STORED ROWS -
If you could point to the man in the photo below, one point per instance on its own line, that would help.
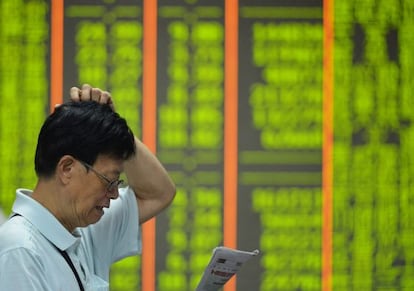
(67, 232)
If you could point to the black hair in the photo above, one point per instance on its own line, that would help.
(83, 130)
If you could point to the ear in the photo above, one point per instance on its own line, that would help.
(65, 168)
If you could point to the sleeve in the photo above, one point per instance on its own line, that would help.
(20, 261)
(117, 235)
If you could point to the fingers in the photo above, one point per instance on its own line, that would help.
(87, 93)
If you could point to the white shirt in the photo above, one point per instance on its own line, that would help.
(29, 259)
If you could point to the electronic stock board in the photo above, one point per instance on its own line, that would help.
(286, 126)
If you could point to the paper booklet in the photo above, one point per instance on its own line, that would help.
(224, 263)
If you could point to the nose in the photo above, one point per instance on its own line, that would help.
(113, 193)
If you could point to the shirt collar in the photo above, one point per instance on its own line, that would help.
(44, 221)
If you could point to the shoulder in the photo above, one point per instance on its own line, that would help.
(17, 233)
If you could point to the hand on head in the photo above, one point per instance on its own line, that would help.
(87, 93)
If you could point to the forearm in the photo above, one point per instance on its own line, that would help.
(150, 181)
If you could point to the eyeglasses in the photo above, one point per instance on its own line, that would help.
(111, 185)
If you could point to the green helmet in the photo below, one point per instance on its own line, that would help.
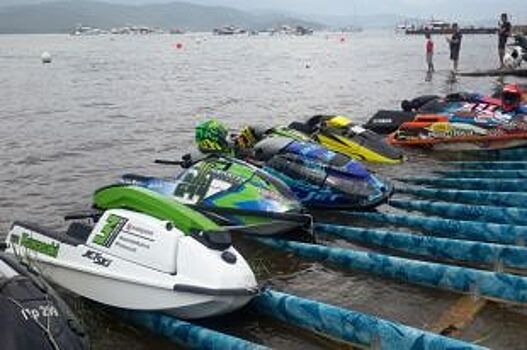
(211, 137)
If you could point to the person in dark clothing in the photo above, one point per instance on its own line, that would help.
(455, 44)
(503, 34)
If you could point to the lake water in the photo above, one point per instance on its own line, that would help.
(109, 105)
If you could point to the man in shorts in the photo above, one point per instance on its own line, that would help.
(455, 45)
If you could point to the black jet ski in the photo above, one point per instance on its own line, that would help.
(339, 134)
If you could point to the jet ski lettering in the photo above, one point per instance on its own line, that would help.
(46, 311)
(97, 258)
(134, 242)
(129, 228)
(451, 133)
(50, 249)
(194, 187)
(125, 247)
(110, 230)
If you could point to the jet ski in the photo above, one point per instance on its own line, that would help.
(458, 104)
(144, 252)
(34, 316)
(320, 178)
(339, 134)
(473, 123)
(232, 192)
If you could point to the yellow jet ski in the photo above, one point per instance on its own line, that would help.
(339, 134)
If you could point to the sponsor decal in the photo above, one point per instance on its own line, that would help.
(112, 227)
(133, 242)
(40, 311)
(50, 249)
(97, 258)
(130, 228)
(197, 184)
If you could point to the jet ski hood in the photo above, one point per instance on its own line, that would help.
(340, 134)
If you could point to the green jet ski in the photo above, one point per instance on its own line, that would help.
(231, 192)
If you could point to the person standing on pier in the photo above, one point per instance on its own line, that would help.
(455, 45)
(503, 34)
(429, 52)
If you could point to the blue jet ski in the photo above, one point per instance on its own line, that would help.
(320, 178)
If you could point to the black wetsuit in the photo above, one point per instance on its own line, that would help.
(503, 34)
(455, 45)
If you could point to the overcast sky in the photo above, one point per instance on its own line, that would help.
(424, 8)
(447, 9)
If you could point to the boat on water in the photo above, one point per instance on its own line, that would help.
(440, 27)
(229, 30)
(34, 316)
(231, 192)
(145, 252)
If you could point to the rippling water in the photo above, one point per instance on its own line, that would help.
(110, 105)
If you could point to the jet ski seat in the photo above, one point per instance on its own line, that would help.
(76, 234)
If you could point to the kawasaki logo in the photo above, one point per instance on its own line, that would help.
(111, 228)
(97, 258)
(50, 249)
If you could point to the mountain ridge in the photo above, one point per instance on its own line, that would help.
(63, 16)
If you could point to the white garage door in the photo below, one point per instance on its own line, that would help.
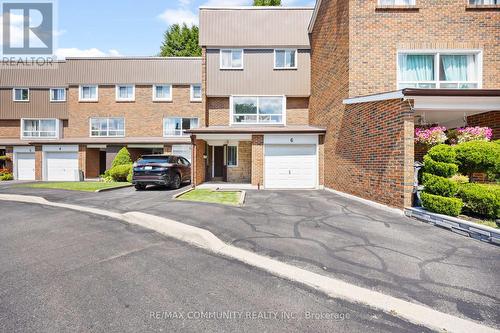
(62, 166)
(25, 166)
(290, 166)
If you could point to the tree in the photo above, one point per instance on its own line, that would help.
(180, 41)
(267, 2)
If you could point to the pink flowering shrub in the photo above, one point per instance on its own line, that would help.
(431, 136)
(477, 133)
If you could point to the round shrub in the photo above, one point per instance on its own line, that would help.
(439, 168)
(122, 158)
(442, 153)
(439, 185)
(481, 199)
(441, 205)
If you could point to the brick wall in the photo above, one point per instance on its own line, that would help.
(489, 119)
(243, 172)
(142, 117)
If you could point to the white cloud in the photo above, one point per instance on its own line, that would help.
(92, 52)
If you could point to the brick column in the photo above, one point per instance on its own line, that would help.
(258, 160)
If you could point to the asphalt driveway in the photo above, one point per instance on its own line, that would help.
(329, 234)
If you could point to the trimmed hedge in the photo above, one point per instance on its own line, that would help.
(442, 169)
(481, 199)
(441, 205)
(439, 185)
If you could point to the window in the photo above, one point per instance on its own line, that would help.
(89, 93)
(57, 95)
(112, 127)
(162, 93)
(39, 128)
(125, 93)
(21, 94)
(196, 92)
(285, 59)
(258, 110)
(446, 70)
(231, 59)
(177, 126)
(232, 156)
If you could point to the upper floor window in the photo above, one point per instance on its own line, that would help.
(455, 70)
(57, 94)
(111, 127)
(258, 110)
(88, 93)
(178, 126)
(39, 128)
(285, 59)
(21, 94)
(231, 59)
(196, 92)
(125, 93)
(162, 93)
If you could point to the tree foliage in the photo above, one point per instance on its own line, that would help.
(180, 41)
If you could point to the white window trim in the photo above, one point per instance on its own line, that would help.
(168, 99)
(127, 99)
(20, 100)
(182, 130)
(231, 110)
(106, 136)
(57, 101)
(232, 50)
(80, 87)
(285, 68)
(437, 53)
(44, 137)
(192, 99)
(237, 156)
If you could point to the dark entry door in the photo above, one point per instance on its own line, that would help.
(218, 161)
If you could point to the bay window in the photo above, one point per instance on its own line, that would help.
(178, 126)
(258, 110)
(445, 70)
(108, 127)
(39, 128)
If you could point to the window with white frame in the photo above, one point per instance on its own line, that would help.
(125, 92)
(88, 93)
(57, 94)
(231, 59)
(108, 127)
(162, 92)
(196, 92)
(39, 128)
(285, 59)
(21, 94)
(258, 110)
(445, 70)
(177, 126)
(232, 156)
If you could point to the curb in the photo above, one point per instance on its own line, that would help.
(414, 313)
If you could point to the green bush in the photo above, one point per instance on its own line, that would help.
(122, 158)
(441, 205)
(442, 169)
(478, 156)
(481, 199)
(439, 185)
(119, 173)
(442, 153)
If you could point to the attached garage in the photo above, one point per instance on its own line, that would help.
(290, 161)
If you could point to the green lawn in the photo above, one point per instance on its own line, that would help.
(221, 197)
(74, 186)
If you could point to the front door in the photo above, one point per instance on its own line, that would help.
(218, 161)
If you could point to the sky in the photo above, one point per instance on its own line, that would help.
(127, 27)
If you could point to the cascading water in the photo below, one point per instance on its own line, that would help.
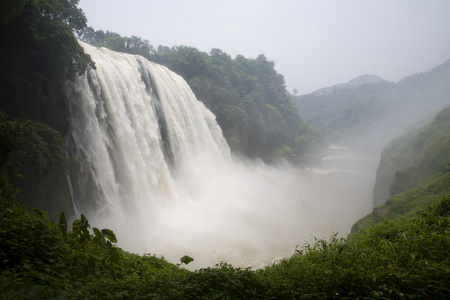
(154, 167)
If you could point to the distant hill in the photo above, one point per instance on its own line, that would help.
(414, 158)
(374, 109)
(413, 172)
(360, 80)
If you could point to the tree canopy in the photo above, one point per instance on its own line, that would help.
(248, 96)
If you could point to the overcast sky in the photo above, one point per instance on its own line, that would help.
(314, 43)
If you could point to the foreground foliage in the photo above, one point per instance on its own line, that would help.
(406, 258)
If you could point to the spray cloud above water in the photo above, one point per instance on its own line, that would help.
(155, 168)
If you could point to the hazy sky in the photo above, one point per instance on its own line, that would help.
(314, 43)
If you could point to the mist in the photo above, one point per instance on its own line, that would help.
(250, 213)
(186, 194)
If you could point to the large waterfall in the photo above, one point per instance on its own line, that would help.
(152, 165)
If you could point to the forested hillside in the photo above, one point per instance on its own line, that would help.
(39, 52)
(414, 158)
(413, 171)
(380, 110)
(40, 259)
(248, 96)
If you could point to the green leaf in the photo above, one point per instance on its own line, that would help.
(186, 259)
(63, 224)
(109, 234)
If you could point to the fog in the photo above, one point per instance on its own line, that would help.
(314, 44)
(204, 202)
(244, 212)
(250, 213)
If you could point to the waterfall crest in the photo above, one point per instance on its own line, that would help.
(133, 123)
(153, 165)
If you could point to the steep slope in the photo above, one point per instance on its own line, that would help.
(413, 172)
(380, 110)
(414, 158)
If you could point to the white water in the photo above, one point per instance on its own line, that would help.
(188, 196)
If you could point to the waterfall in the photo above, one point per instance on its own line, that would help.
(152, 165)
(133, 123)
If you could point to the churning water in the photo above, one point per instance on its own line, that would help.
(154, 167)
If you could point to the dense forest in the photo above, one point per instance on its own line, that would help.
(365, 106)
(248, 96)
(405, 256)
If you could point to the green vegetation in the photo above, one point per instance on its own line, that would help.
(39, 53)
(347, 111)
(32, 161)
(406, 258)
(247, 96)
(414, 158)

THE TASK - What needs duplicating is the run of lines from the one containing "If you could point to the white water" through the last line of the entries above, exact and complete.

THE OUTPUT -
If you could point to the white water in the photo above, one point per instance on its own line, that would help.
(188, 196)
If you could point to the waterfall in the photo above, one point per instance on its own line, that would help.
(152, 165)
(133, 123)
If you could point to the churning water in the photo above, one point per instance on its own line, that would help.
(154, 167)
If you could point to the dense forest in the photo above, one point per instance on its own line, that would help.
(365, 106)
(248, 96)
(405, 256)
If you could point to the green vegetation in the photo above, one point per instance on its own line, that would help.
(39, 53)
(347, 111)
(32, 161)
(406, 258)
(247, 96)
(414, 158)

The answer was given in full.